▶ SELECTION
>>>>>

The training loop implements a complete training pipeline with:

1. **Model Architecture**:
   - U-Net with ResNet34 backbone
   - Pretrained ImageNet weights
   - Binary classification (2 classes)

2. **Optimization Strategy**:
   - AdamW optimizer with weight decay
   - Learning rate scheduling
   - CrossEntropy loss function

3. **Training Features**:
   - Progress tracking with tqdm
   - Early stopping mechanism
   - Best model checkpointing

4. **Monitoring**:
   - Training loss tracking
   - Validation loss monitoring
   - Pixel-wise accuracy calculation
   - Comprehensive metrics logging

In [None]:
# Initialize model with pretrained encoder
model = smp.Unet("resnet34", encoder_weights="imagenet", in_channels=3, classes=2).to(DEVICE)

# Define loss function and optimizer
criterion = nn.CrossEntropyLoss()
optimizer = optim.AdamW(model.parameters(), lr=LEARNING_RATE, weight_decay=1e-5)
scheduler = optim.lr_scheduler.ReduceLROnPlateau(optimizer, 'min', patience=2, factor=0.1)

# Initialize training tracking variables
training_log = []
best_val_loss = float('inf')
epochs_no_improve = 0
patience = 4  # Early stopping patience

# Training loop
for epoch in range(NUM_EPOCHS):
    print(f"\n--- Epoch {epoch+1}/{NUM_EPOCHS} ---")
    
    # Training phase
    model.train()
    train_loss = 0.0
    for images, masks in tqdm(train_loader, desc="Training"):
        images, masks = images.to(DEVICE), masks.to(DEVICE)
        
        # Forward pass and loss calculation
        outputs = model(images)
        loss = criterion(outputs, masks)
        
        # Backward pass and optimization
        optimizer.zero_grad()
        loss.backward()
        optimizer.step()
        
        train_loss += loss.item()
        
    # Validation phase
    model.eval()
    val_loss, val_correct_pixels, val_total_pixels = 0.0, 0, 0
    with torch.no_grad():
        for images, masks in tqdm(val_loader, desc="Validating"):
            images, masks = images.to(DEVICE), masks.to(DEVICE)
            
            # Forward pass
            outputs = model(images)
            loss = criterion(outputs, masks)
            
            # Calculate metrics
            val_loss += loss.item()
            preds = torch.argmax(outputs, dim=1)
            val_correct_pixels += (preds == masks).sum().item()
            val_total_pixels += torch.numel(masks)
            
    # Calculate epoch statistics
    avg_train_loss = train_loss / len(train_loader)
    avg_val_loss = val_loss / len(val_loader)
    val_accuracy = (val_correct_pixels / val_total_pixels) * 100
    
    # Print epoch results
    print(f"Average Training Loss: {avg_train_loss:.4f}")
    print(f"Average Validation Loss: {avg_val_loss:.4f}")

<<<<<

▶ DATASET CONTENT
>>>>>

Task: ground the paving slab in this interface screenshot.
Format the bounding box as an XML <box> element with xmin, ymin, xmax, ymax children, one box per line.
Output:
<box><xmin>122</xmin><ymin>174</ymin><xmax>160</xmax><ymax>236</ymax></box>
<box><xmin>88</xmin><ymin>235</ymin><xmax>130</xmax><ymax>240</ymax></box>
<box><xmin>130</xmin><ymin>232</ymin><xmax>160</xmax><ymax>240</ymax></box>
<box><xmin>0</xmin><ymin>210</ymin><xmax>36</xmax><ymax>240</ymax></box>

<<<<<

▶ AIM 1
Answer the following from the training-loop text.
(a) Which backbone does the U-Net use?
(b) What value is given to the early stopping patience?
(c) By what factor does the scheduler reduce the learning rate?
▶ AIM 2
Name every numbered heading in the list at the start of the training-loop text.
▶ AIM 3
Continue the training-loop text from its final line.
The rows are separate material and do not belong to the training-loop text.

▶ EXERCISE ANSWER 1
(a) ResNet34
(b) 4
(c) 0.1

▶ EXERCISE ANSWER 2
1. Model Architecture
2. Optimization Strategy
3. Training Features
4. Monitoring

▶ EXERCISE ANSWER 3
    print(f"Validation Pixel Accuracy: {val_accuracy:.2f}%")
    
    # Learning rate scheduling
    scheduler.step(avg_val_loss)
    
    # Log metrics
    training_log.append({
        'epoch': epoch + 1,
        'train_loss': avg_train_loss,
        'val_loss': avg_val_loss,
        'val_accuracy': val_accuracy
    })

    # Model checkpointing and early stopping
    if avg_val_loss < best_val_loss:
        best_val_loss = avg_val_loss
        epochs_no_improve = 0
        torch.save(model.state_dict(), metrics_dir / "best_binary_model.pth")
        print(f"Validation loss improved. Saving best model to {metrics_dir / 'best_binary_model.pth'}")
    else:
        epochs_no_improve += 1
        print(f"Validation loss did not improve for {epochs_no_improve} epoch(s).")

    if epochs_no_improve >= patience:
        print(f"Early stopping triggered after {epoch + 1} epochs.")
        break

# Save final training metrics
print("\nTraining finished.")
log_df = pd.DataFrame(training_log)
log_df.to_csv(metrics_dir / "training_log.csv", index=False)
print(f"Training log saved to {metrics_dir / 'training_log.csv'}")


--- Epoch 1/20 ---


Training: 100%|██████████| 998/998 [08:52<00:00,  1.87it/s]
Validating: 100%|██████████| 51/51 [00:17<00:00,  2.86it/s]


Average Training Loss: 0.3172
Average Validation Loss: 0.1828
Validation Pixel Accuracy: 92.30%
Validation loss improved. Saving best model to metrics/binary_unet_2025-08-03_22-53-32/best_binary_model.pth

--- Epoch 2/20 ---


Training: 100%|██████████| 998/998 [08:33<00:00,  1.94it/s]
Validating: 100%|██████████| 51/51 [00:16<00:00,  3.04it/s]


Average Training Loss: 0.2266
Average Validation Loss: 0.1539
Validation Pixel Accuracy: 93.91%
Validation loss improved. Saving best model to metrics/binary_unet_2025-08-03_22-53-32/best_binary_model.pth

--- Epoch 3/20 ---


Training: 100%|██████████| 998/998 [08:36<00:00,  1.93it/s]
Validating: 100%|██████████| 51/51 [00:16<00:00,  3.10it/s]


Average Training Loss: 0.1877
Average Validation Loss: 0.1485
Validation Pixel Accuracy: 94.45%
Validation loss improved. Saving best model to metrics/binary_unet_2025-08-03_22-53-32/best_binary_model.pth

--- Epoch 4/20 ---


Training: 100%|██████████| 998/998 [08:36<00:00,  1.93it/s]
Validating: 100%|██████████| 51/51 [00:16<00:00,  3.11it/s]


Average Training Loss: 0.1624
Average Validation Loss: 0.1206
Validation Pixel Accuracy: 95.27%
Validation loss improved. Saving best model to metrics/binary_unet_2025-08-03_22-53-32/best_binary_model.pth

--- Epoch 5/20 ---


Training: 100%|██████████| 998/998 [08:36<00:00,  1.93it/s]
Validating: 100%|██████████| 51/51 [00:16<00:00,  3.06it/s]


Average Training Loss: 0.1460
Average Validation Loss: 0.1345
Validation Pixel Accuracy: 94.97%
Validation loss did not improve for 1 epoch(s).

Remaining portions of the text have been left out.